__Excerpt provided__:
_ _ _

When the Dow index falls, it drags global markets down. But in the absence of very bad news, from the US all the other markets are on their own. This shows Asia is "decoupling" from the US on the upmove

Last time the financial markets went into a tailspin in India in the mid Nineties, the economy almost ground to a halt. The lack of demand, the high cost of money and inefficient operations, for instance, pushed Tata Motors into India Inc’s biggest corporate loss. Several companies had to clean up the mess inside, wait long for cheaper finances and pray for demand to pick up. For Tata Motors, which entered the car segment during this period, the recovery came only in 2003.

This time, however, investors won’t have to wait that long. Costs have come down and profit margins have already improved. So far, consumer demand is holding steady. Indians have bought more TVs, bikes and cars this year than they did last year. And for sectors like steel and cement, pricing power has already improved. Says Tata Motors Pisharody: “Economic activity in some sectors will eventually drag the inactive ones like manufacturing to move. Then surely the situation will appear more normal.”

_ _ _

__Recorded information__:
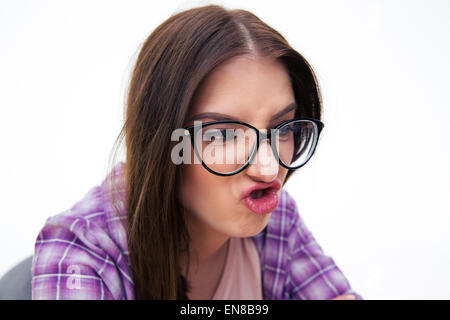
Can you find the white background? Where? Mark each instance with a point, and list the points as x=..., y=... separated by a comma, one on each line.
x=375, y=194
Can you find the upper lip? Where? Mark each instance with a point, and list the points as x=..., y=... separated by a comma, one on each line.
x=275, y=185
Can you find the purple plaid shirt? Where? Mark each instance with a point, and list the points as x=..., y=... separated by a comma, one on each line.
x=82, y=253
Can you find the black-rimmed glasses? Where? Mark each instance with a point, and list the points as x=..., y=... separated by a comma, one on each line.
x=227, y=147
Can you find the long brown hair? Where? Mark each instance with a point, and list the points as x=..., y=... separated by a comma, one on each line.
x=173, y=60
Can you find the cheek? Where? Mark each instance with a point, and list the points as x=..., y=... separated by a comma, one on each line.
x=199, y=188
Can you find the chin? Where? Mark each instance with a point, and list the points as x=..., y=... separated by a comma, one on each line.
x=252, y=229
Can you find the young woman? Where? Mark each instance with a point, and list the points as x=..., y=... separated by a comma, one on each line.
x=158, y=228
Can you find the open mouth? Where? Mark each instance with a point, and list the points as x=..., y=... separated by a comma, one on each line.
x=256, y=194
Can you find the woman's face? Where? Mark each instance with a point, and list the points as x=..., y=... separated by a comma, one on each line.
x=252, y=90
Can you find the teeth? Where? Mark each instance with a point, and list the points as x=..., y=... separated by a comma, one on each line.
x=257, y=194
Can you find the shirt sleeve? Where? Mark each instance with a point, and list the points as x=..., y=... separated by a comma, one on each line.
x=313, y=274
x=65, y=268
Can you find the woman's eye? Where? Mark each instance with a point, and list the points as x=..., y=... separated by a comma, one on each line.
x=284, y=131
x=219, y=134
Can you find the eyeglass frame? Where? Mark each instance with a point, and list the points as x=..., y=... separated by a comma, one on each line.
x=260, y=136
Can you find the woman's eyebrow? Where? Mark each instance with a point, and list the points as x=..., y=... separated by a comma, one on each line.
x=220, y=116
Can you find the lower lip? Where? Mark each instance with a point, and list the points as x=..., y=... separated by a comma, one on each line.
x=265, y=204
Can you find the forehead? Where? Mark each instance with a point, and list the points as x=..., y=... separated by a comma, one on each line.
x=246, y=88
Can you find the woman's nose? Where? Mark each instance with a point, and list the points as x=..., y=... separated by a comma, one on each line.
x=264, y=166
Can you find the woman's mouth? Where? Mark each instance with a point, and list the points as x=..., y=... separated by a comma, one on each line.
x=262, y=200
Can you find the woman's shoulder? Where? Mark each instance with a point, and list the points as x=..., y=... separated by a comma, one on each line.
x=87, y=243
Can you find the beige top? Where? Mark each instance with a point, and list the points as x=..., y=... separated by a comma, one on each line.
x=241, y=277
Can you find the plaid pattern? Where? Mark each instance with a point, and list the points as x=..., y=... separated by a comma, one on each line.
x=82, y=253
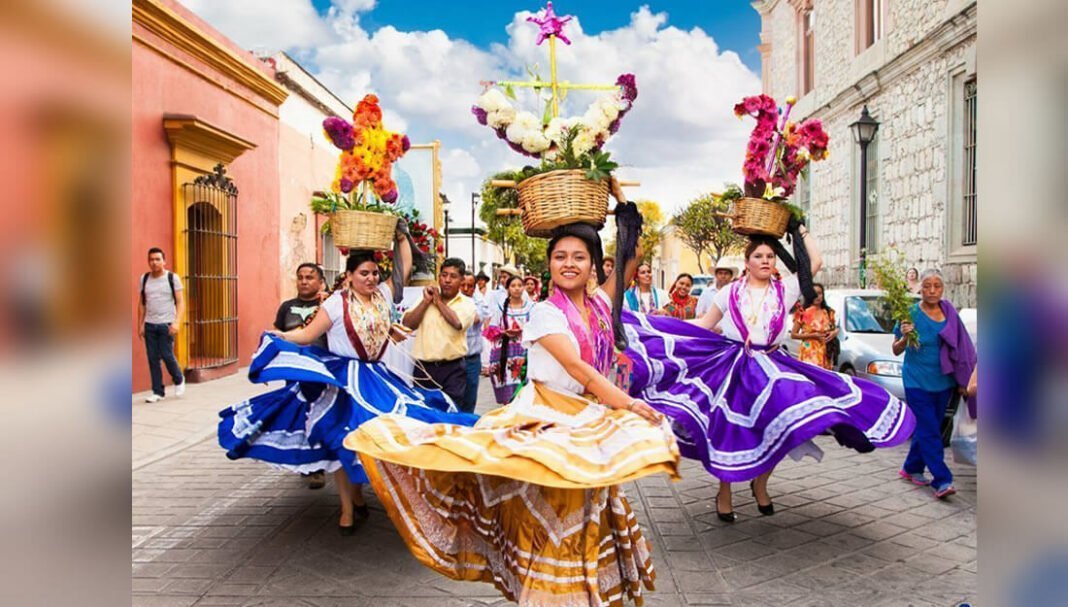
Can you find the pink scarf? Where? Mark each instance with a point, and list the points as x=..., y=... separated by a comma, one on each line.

_ _ _

__List of tasks__:
1 > From the excerpt about Indian markets, output the passage from "Last time the" up to and including "only in 2003.".
2 > Translate this sentence from the excerpt about Indian markets into Spanish: "So far, consumer demand is holding steady."
Rely only on the excerpt about Indian markets.

__Exercise solutions__:
1 >
Last time the financial markets went into a tailspin in India in the mid Nineties, the economy almost ground to a halt. The lack of demand, the high cost of money and inefficient operations, for instance, pushed Tata Motors into India Inc’s biggest corporate loss. Several companies had to clean up the mess inside, wait long for cheaper finances and pray for demand to pick up. For Tata Motors, which entered the car segment during this period, the recovery came only in 2003.

2 > Hasta ahora, la demanda de los consumidores se mantiene estable.